Fossilized feces testify to earliest Americans

Fourteen coprolites (i.e., fossilized poop) found by archaeologists in an Oregon cave indicate that humans were living in North America a thousand years earlier than previously thought.

The dumps in question were taken 14,300 years ago, which means people were doing their business in the Pacific Northwest when much of Canada and the northern US was still covered in glaciers.

The new research doesn’t set an exact arrival date for humans, but it shakes up long-held assumptions – especially the notion, still dear to many archeologists, that humans couldn’t have punched past the glaciers covering nearly all of present-day Canada and the northern United States much before 13,000 years ago. That’s when warming would have allowed easier transit across a land bridge from Siberia and into the heart of the new continent by interior passageways.

**Given records**:

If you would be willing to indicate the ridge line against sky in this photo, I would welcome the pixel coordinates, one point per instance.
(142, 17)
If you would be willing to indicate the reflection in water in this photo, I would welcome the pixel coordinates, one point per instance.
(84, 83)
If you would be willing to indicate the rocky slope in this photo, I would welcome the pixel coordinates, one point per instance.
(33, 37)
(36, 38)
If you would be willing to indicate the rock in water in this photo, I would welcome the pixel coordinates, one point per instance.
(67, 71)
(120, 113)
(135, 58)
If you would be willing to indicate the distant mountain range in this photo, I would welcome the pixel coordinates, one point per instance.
==
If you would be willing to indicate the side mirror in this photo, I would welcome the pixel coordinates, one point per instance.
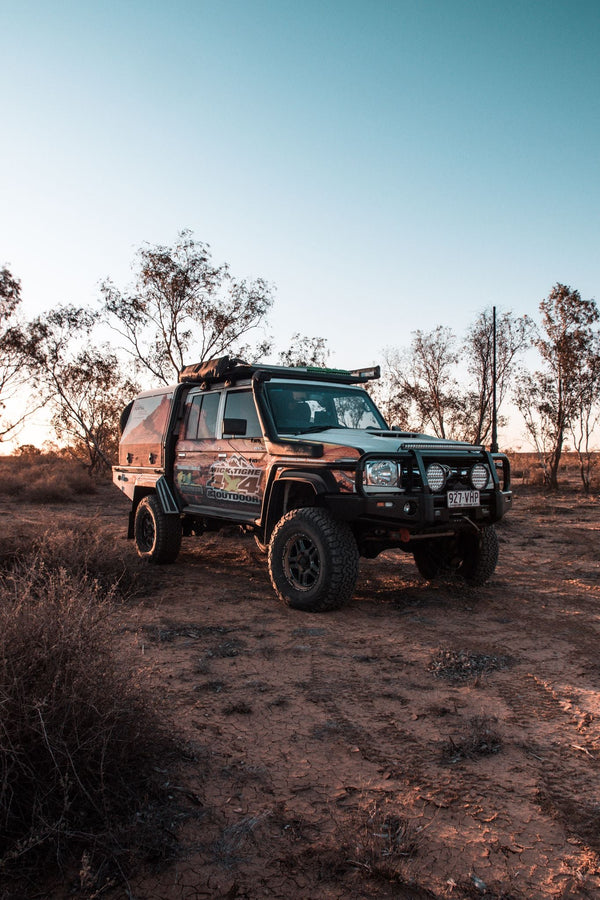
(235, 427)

**Required action 1**:
In the article on fossilized feces, how many years ago were the Oregon cave coprolites deposited?
**Required action 2**:
Continue the article on fossilized feces and the earliest Americans from its last sentence.

**Exercise response 1**:
14,300 years ago.

**Exercise response 2**:
Because this research puts humans in the New World more or less concurrent with the ice wall, the find supports emerging theories that the first Americans followed a rugged, coast-hugging route down the Pacific Northwest – perhaps coursing from peninsula to peninsula in primitive watercraft.

We were a tough bunch back in the day, weren’t we? I’m reluctant to walk down my outside staircase when there’s a light dusting of snow on them.

Anyway, there is some debate about whether the mitochondrial DNA found in cast-off digestive tract cells in the coprolites was actually a more recent contamination of the site, but the find seems solid and it casts a whole new light on the archaeological record of human life in the Americas.